> _Exercise instructions_: Render every line of the records below as a JSON list of strings, with one string per line and blank lines omitted.

++++ Material supplied ++++

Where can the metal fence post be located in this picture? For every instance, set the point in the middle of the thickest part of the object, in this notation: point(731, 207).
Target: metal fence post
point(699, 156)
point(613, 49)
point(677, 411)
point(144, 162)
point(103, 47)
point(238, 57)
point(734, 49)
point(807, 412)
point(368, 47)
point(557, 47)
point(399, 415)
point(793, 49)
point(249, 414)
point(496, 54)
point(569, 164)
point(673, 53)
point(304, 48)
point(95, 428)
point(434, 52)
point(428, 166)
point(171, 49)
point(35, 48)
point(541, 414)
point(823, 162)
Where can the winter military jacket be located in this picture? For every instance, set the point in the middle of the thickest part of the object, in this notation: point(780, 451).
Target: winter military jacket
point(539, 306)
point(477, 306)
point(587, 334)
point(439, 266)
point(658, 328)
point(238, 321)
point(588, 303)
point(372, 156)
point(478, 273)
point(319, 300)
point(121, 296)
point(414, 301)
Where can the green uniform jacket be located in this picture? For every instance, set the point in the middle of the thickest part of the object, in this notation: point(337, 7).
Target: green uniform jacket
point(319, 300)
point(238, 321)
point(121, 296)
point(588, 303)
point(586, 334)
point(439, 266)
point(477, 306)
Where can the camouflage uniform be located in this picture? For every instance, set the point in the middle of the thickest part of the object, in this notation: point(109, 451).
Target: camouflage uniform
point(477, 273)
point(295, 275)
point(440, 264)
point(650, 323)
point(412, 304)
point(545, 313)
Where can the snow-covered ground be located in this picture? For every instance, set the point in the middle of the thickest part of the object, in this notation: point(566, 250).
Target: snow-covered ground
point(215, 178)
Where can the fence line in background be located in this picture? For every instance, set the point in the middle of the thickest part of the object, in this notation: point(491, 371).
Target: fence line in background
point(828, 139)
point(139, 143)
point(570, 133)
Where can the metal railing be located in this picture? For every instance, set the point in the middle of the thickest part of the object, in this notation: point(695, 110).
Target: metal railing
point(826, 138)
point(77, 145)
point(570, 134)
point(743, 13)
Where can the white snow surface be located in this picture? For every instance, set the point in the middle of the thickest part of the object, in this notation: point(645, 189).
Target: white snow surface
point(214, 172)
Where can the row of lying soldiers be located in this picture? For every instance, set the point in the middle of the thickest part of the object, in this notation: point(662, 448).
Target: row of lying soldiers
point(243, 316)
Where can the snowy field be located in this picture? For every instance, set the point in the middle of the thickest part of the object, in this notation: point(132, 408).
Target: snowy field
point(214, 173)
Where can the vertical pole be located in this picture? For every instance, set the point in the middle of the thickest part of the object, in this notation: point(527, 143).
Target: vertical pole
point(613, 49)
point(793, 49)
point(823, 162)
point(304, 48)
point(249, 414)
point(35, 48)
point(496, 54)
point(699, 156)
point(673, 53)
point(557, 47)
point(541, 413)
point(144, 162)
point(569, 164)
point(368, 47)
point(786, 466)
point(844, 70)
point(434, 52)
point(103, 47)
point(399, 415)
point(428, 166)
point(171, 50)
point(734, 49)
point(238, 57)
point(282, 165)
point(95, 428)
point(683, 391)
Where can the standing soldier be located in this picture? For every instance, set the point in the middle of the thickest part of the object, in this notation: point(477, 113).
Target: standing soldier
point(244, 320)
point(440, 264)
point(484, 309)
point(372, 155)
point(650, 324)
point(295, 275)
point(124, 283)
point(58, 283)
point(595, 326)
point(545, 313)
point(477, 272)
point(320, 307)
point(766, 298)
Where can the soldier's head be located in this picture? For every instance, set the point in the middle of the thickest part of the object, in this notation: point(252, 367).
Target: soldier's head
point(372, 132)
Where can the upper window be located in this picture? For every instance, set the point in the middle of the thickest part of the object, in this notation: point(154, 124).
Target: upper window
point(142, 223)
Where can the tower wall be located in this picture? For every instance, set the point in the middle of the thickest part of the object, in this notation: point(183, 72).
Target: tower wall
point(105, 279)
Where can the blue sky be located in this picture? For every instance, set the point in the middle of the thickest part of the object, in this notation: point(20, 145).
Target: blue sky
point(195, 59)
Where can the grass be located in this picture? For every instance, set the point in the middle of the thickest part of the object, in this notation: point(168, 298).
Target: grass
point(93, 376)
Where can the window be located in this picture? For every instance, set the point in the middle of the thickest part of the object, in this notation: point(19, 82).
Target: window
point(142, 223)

++++

> _Response to the task_:
[
  "Where can the metal fence post be located in this picture? For every instance, set the point in the middle of the thickest part of the object, in this notation: point(731, 207).",
  "Target: metal fence post",
  "point(699, 156)",
  "point(613, 49)",
  "point(677, 411)",
  "point(144, 162)",
  "point(103, 47)",
  "point(238, 57)",
  "point(734, 49)",
  "point(807, 412)",
  "point(368, 47)",
  "point(557, 47)",
  "point(399, 415)",
  "point(793, 49)",
  "point(249, 414)",
  "point(496, 54)",
  "point(569, 164)",
  "point(673, 53)",
  "point(304, 48)",
  "point(95, 428)",
  "point(434, 52)",
  "point(428, 166)",
  "point(171, 49)",
  "point(35, 48)",
  "point(541, 414)",
  "point(823, 162)",
  "Where can the winter military jacket be located in this picture? For every instance, set the point in the middle of the thickest part of the object, in this notation: point(780, 451).",
  "Target: winter military jacket",
  "point(539, 306)",
  "point(477, 306)",
  "point(587, 334)",
  "point(439, 266)",
  "point(658, 328)",
  "point(238, 321)",
  "point(588, 303)",
  "point(372, 156)",
  "point(478, 273)",
  "point(319, 300)",
  "point(121, 296)",
  "point(414, 301)",
  "Where can the green uniform jacket be located in this picture? For every instance, set the point in the middle of the thickest part of the object, in this notation: point(337, 7).",
  "Target: green uniform jacket",
  "point(319, 300)",
  "point(238, 321)",
  "point(121, 296)",
  "point(588, 303)",
  "point(586, 334)",
  "point(439, 266)",
  "point(477, 306)",
  "Where can the camouflage uniform be located in this picture? For every instance, set the point in the middle of the thickest part of the object, in this notation: point(109, 451).",
  "Target: camouflage uniform",
  "point(477, 273)",
  "point(295, 275)",
  "point(440, 264)",
  "point(650, 323)",
  "point(412, 304)",
  "point(545, 313)",
  "Where can the snow-covered ground be located in this picture? For every instance, set the point in the middle of the thickest part of the object, in this notation: point(566, 250).",
  "Target: snow-covered ground",
  "point(215, 178)",
  "Where can the fence line in background be located in this picture? For every instance, set the point in the middle of the thickest part of the object, in this notation: point(491, 371).",
  "Target: fence line in background",
  "point(828, 139)",
  "point(139, 143)",
  "point(570, 133)",
  "Where can the metal railing be located in this picture? For every instance, set the point in the middle of the thickest part of the object, in this notation: point(695, 110).",
  "Target: metal railing",
  "point(826, 138)",
  "point(77, 145)",
  "point(570, 134)",
  "point(743, 13)",
  "Where can the white snow surface be located in this picture? For every instance, set the point in the middle of the thickest part of the object, in this notation: point(645, 189).",
  "Target: white snow surface",
  "point(214, 172)",
  "Where can the row of lying soldiers be located in this picture? For every instance, set the point in the middle of the thickest part of the object, in this notation: point(662, 448).",
  "Target: row of lying soldiers",
  "point(243, 316)",
  "Where can the snowy field be located in this picture? For every instance, set the point in the middle of the thickest part of the object, in this notation: point(132, 408).",
  "Target: snowy field",
  "point(214, 173)",
  "Where can the vertical pole be located in this picture? For every instance, set the point in the middle of the thickest part of the object, in this notation: point(527, 143).",
  "Target: vertical pole",
  "point(613, 49)",
  "point(793, 49)",
  "point(823, 162)",
  "point(304, 48)",
  "point(249, 414)",
  "point(35, 48)",
  "point(496, 54)",
  "point(699, 156)",
  "point(673, 53)",
  "point(557, 47)",
  "point(541, 413)",
  "point(144, 162)",
  "point(569, 164)",
  "point(368, 47)",
  "point(786, 466)",
  "point(844, 70)",
  "point(434, 52)",
  "point(103, 47)",
  "point(399, 415)",
  "point(428, 166)",
  "point(171, 50)",
  "point(734, 49)",
  "point(238, 57)",
  "point(282, 165)",
  "point(95, 428)",
  "point(683, 391)",
  "Where can the standing soldier be located in this picture? For every instance, set the point in the middle of the thickest part of the object, in this notation: point(477, 113).",
  "Target: standing soldier",
  "point(244, 320)",
  "point(440, 264)",
  "point(484, 309)",
  "point(372, 155)",
  "point(650, 324)",
  "point(295, 275)",
  "point(124, 283)",
  "point(58, 283)",
  "point(595, 326)",
  "point(545, 313)",
  "point(477, 272)",
  "point(320, 307)",
  "point(766, 298)",
  "Where can the soldier's head be located in this picture? For every instance, set the point in the middle of the thickest part of the object, in this notation: point(252, 367).",
  "Target: soldier's head",
  "point(372, 132)",
  "Where can the upper window be located in this picture? For every instance, set the point in the middle of the thickest part of the object, in this notation: point(154, 124).",
  "Target: upper window",
  "point(142, 223)",
  "Where can the tower wall be located in this picture? For every instance, set the point in the middle of the thickest part of the object, in this notation: point(183, 72).",
  "Target: tower wall",
  "point(105, 279)",
  "Where can the blue sky be located in this picture? For every instance, set the point in the middle of the thickest part of the object, in this notation: point(20, 145).",
  "Target: blue sky",
  "point(195, 59)",
  "Where can the grass be located in this picture? For every instance, set the point in the middle of the thickest part of the object, in this notation: point(168, 298).",
  "Target: grass",
  "point(93, 376)",
  "Where can the window be located in this picture? For every instance, set the point in the middle of the thickest part of the object, in this notation: point(19, 82).",
  "Target: window",
  "point(142, 223)"
]